→ **THE TASKS**:
#1 Print the passage of the GlobalSign certificate article below from "Initially, GlobalSign blamed" up to and including "CA R2 certificate.", word for word.
#2 Carry on the article about GlobalSign's certificate revocation error, picking up after its final sentence.

→ **SELECTED TEXT**:
How a chunk of the web disappeared this week: GlobalSign's global HTTPS snafu explained
Buggy code pulled plug on wrong certificates, basically
GlobalSign has performed a postmortem examination on how, as one of the world's root certificate authorities, it managed to break a chunk of the web.
The New Hampshire, US-based biz has to date sold 2.5 million SSL/TLS certificates to websites around the world. This week, it inadvertently smashed its own chain of trust: it effectively made its customers' certs appear untrustworthy in the eyes of web browsers and apps globally.
This prevented many people from being able to access secure websites and online services large and small, from Wikipedia and the Financial Times to GlobalSign's own servers.
The accidental cockup hasn't affected everyone: if your computer, phone or some other gadget was among the unlucky ones to fetch a dodgy revocation list from GlobalSign's network on Thursday, October 13, your browser will stop you from accessing legit HTTPS websites. That's because your browser has been told GlobalSign-issued encryption certificates are no longer valid.
Tech-savvy netizens hit by the blunder can attempt to clear their revocation list caches and fetch a correction from GlobalSign to fix the problem. Less savvy folks affected are left with baffling browser error messages. If you're not seeing any complaints on your screen when browsing the web, your computer or phone may have picked up the correction by now, you may be visiting websites that do not use GlobalSign certificates, or your browser managed to dodge the small crisis entirely.
Initially, GlobalSign blamed a programming flaw in web browsers for the cockup – then it realized the problem was within its own systems.
We're told it all kicked off after GlobalSign published a Certificate Revocation List, signed by the organization's Root CA R2 cert, that revoked a cross-certificate and an old subordinate CA that was being discontinued – the subordinate was used to issue out-dated SHA1 Extended Validation SSL certificates.
A cross-certificate can, generally speaking, be used to improve trust and reliability: in GlobalSign's case, the cross-cert allows browsers and apps to verify the integrity of a GlobalSign-issued HTTPS certificate with either GlobalSign's Root CA R1 or Root CA R2 certificate.
The cross-cert therefore creates two possible paths of trust for software to walk along when checking the validity of a website's HTTPS cert. As long as the browser trusts either GlobalSign's Root CA R1 or R2, it will trust the site's HTTPS cert at the end of the chain.

→ **SOURCE DATA**:
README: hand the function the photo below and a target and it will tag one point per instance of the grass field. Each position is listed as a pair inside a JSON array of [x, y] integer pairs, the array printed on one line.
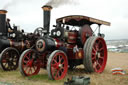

→ **RESPONSES TO THE TASKS**:
#1
Initially, GlobalSign blamed a programming flaw in web browsers for the cockup – then it realized the problem was within its own systems.
We're told it all kicked off after GlobalSign published a Certificate Revocation List, signed by the organization's Root CA R2 cert, that revoked a cross-certificate and an old subordinate CA that was being discontinued – the subordinate was used to issue out-dated SHA1 Extended Validation SSL certificates.
A cross-certificate can, generally speaking, be used to improve trust and reliability: in GlobalSign's case, the cross-cert allows browsers and apps to verify the integrity of a GlobalSign-issued HTTPS certificate with either GlobalSign's Root CA R1 or Root CA R2 certificate.

#2
Here's what GlobalSign was trying to revoke – just the cross-certificate and an old subordinate CA:
The cross-cert was issued by GlobalSign's Root CA R2 with the Root CA R1 as the subject. On October 13, six days after the revocation list was published, the org updated a database called the delegated Online Certificate Status Protocol (OCSP) responder database. This feeds information to a collection of systems called the delegated revocation responders.
Unexpectedly, these responders were confused by the revocation of the cross-certificate, and thought GlobalSign was trying to revoke the intermediate certificates linked to the Root CA R1 certificate. These intermediates are used to issue SSL/TLS certificates sold to websites and businesses: by revoking the intermediates, all those customer certs become untrusted – they are effectively null and void. Browsers can no longer verify the identity of secure sites using the GlobalSign certificates, because the chain of trust has been broken, and thus refuse to access the websites.
"Delegated revocation responders incorrectly determined that all Root CA R1 intermediates were 'bad' due to the cross-certificate being revoked by Root CA R2 as the cross had the same Public Key and Subject Name details with a more recent date," explained GlobalSign in an incident report drawn up in the aftermath.
The biz rolled back the changes to the revocation list at its end, but it was too late: the changes were by then propagating through its content-distribution network (CDN) and into applications that were contacting GlobalSign for the latest revocation lists. Some browsers and programs received the correct data while unfortunate apps were given the dodgy list and duly canned the GlobalSign intermediates.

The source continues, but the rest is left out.